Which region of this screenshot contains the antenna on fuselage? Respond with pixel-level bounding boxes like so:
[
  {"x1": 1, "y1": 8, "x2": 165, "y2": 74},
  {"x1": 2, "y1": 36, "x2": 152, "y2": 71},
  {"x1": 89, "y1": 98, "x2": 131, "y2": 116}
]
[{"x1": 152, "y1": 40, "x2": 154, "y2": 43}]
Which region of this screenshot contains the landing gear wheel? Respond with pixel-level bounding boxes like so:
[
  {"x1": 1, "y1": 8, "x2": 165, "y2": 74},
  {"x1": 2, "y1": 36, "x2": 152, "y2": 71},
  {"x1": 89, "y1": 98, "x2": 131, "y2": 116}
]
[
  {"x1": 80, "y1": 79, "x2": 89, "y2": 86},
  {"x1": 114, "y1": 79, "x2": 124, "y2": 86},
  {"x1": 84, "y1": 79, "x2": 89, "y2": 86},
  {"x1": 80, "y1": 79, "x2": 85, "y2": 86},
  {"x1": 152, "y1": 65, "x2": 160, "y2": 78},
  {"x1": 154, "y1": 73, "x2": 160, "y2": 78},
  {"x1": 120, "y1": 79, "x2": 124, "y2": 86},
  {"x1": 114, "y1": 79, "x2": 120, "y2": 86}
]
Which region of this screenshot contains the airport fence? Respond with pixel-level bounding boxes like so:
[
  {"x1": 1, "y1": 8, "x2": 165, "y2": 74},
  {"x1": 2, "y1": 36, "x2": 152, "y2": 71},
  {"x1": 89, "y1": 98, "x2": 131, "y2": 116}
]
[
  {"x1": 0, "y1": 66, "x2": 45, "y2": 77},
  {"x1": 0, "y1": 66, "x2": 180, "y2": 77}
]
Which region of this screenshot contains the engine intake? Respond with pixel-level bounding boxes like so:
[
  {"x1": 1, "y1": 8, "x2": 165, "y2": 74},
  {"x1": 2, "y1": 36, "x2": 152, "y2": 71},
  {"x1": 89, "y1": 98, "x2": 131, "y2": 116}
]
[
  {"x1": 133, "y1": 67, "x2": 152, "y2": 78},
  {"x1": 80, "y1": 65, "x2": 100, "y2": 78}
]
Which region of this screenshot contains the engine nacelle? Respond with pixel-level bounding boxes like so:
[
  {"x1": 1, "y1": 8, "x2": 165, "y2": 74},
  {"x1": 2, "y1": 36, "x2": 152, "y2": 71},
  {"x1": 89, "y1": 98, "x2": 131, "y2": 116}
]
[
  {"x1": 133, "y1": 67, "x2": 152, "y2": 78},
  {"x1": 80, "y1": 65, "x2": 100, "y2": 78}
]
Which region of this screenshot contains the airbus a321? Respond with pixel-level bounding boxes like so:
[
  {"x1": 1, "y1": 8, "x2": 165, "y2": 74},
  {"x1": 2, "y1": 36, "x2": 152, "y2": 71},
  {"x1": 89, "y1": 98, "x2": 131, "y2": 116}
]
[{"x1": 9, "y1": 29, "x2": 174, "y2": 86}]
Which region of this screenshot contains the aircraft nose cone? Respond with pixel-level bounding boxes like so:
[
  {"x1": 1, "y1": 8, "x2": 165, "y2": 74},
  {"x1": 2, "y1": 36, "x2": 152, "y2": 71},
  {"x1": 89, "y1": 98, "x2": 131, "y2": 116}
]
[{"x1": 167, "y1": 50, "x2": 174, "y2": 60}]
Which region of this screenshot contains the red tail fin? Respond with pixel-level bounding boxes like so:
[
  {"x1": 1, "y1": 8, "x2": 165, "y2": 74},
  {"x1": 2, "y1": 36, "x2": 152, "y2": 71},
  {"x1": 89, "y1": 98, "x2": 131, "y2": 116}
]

= = =

> _Task objective_
Please transcribe the entries above exactly as written.

> _Solution to the exercise_
Which region of this screenshot contains the antenna on fuselage? Respond with pixel-level bounding boxes like so:
[
  {"x1": 1, "y1": 8, "x2": 165, "y2": 74},
  {"x1": 2, "y1": 36, "x2": 152, "y2": 71},
  {"x1": 89, "y1": 98, "x2": 131, "y2": 116}
]
[{"x1": 152, "y1": 40, "x2": 154, "y2": 43}]
Which region of this screenshot contains the landing gear wheel? Respond with pixel-level bounding boxes like so:
[
  {"x1": 1, "y1": 8, "x2": 165, "y2": 74},
  {"x1": 2, "y1": 36, "x2": 152, "y2": 71},
  {"x1": 89, "y1": 98, "x2": 131, "y2": 116}
]
[
  {"x1": 80, "y1": 79, "x2": 89, "y2": 86},
  {"x1": 114, "y1": 79, "x2": 124, "y2": 86},
  {"x1": 84, "y1": 79, "x2": 89, "y2": 86},
  {"x1": 80, "y1": 79, "x2": 85, "y2": 86},
  {"x1": 152, "y1": 65, "x2": 160, "y2": 78},
  {"x1": 154, "y1": 73, "x2": 160, "y2": 78},
  {"x1": 120, "y1": 79, "x2": 124, "y2": 86},
  {"x1": 114, "y1": 79, "x2": 120, "y2": 86}
]
Which region of this screenshot contains the airport fence? Respond with pixel-level bounding boxes like so:
[
  {"x1": 1, "y1": 8, "x2": 165, "y2": 74},
  {"x1": 2, "y1": 36, "x2": 152, "y2": 71},
  {"x1": 89, "y1": 98, "x2": 131, "y2": 116}
]
[
  {"x1": 0, "y1": 66, "x2": 45, "y2": 77},
  {"x1": 0, "y1": 66, "x2": 180, "y2": 77}
]
Which region of this screenshot contains the engine intake? Respond with pixel-level bounding boxes like so:
[
  {"x1": 1, "y1": 8, "x2": 165, "y2": 74},
  {"x1": 2, "y1": 36, "x2": 152, "y2": 71},
  {"x1": 89, "y1": 98, "x2": 131, "y2": 116}
]
[
  {"x1": 133, "y1": 67, "x2": 152, "y2": 78},
  {"x1": 80, "y1": 65, "x2": 100, "y2": 78}
]
Which region of this screenshot contains the engine nacelle? Respond with pixel-level bounding boxes like so:
[
  {"x1": 1, "y1": 8, "x2": 165, "y2": 74},
  {"x1": 2, "y1": 36, "x2": 152, "y2": 71},
  {"x1": 89, "y1": 98, "x2": 131, "y2": 116}
]
[
  {"x1": 133, "y1": 67, "x2": 152, "y2": 78},
  {"x1": 80, "y1": 65, "x2": 100, "y2": 78}
]
Which region of this screenshot contains the airbus a321? Respond with pixel-level bounding boxes like so:
[
  {"x1": 1, "y1": 8, "x2": 165, "y2": 74},
  {"x1": 2, "y1": 36, "x2": 152, "y2": 71},
  {"x1": 89, "y1": 98, "x2": 131, "y2": 116}
]
[{"x1": 9, "y1": 29, "x2": 174, "y2": 86}]
Which region of this screenshot contains the aircraft nose cone? Respond with pixel-level bounding boxes like so:
[
  {"x1": 1, "y1": 8, "x2": 165, "y2": 74},
  {"x1": 2, "y1": 36, "x2": 152, "y2": 71},
  {"x1": 89, "y1": 98, "x2": 131, "y2": 116}
]
[{"x1": 167, "y1": 50, "x2": 174, "y2": 60}]
Which region of this screenshot contains the red tail fin? Respond with pixel-level bounding boxes like so:
[
  {"x1": 1, "y1": 8, "x2": 165, "y2": 74},
  {"x1": 2, "y1": 36, "x2": 152, "y2": 71},
  {"x1": 89, "y1": 98, "x2": 131, "y2": 116}
]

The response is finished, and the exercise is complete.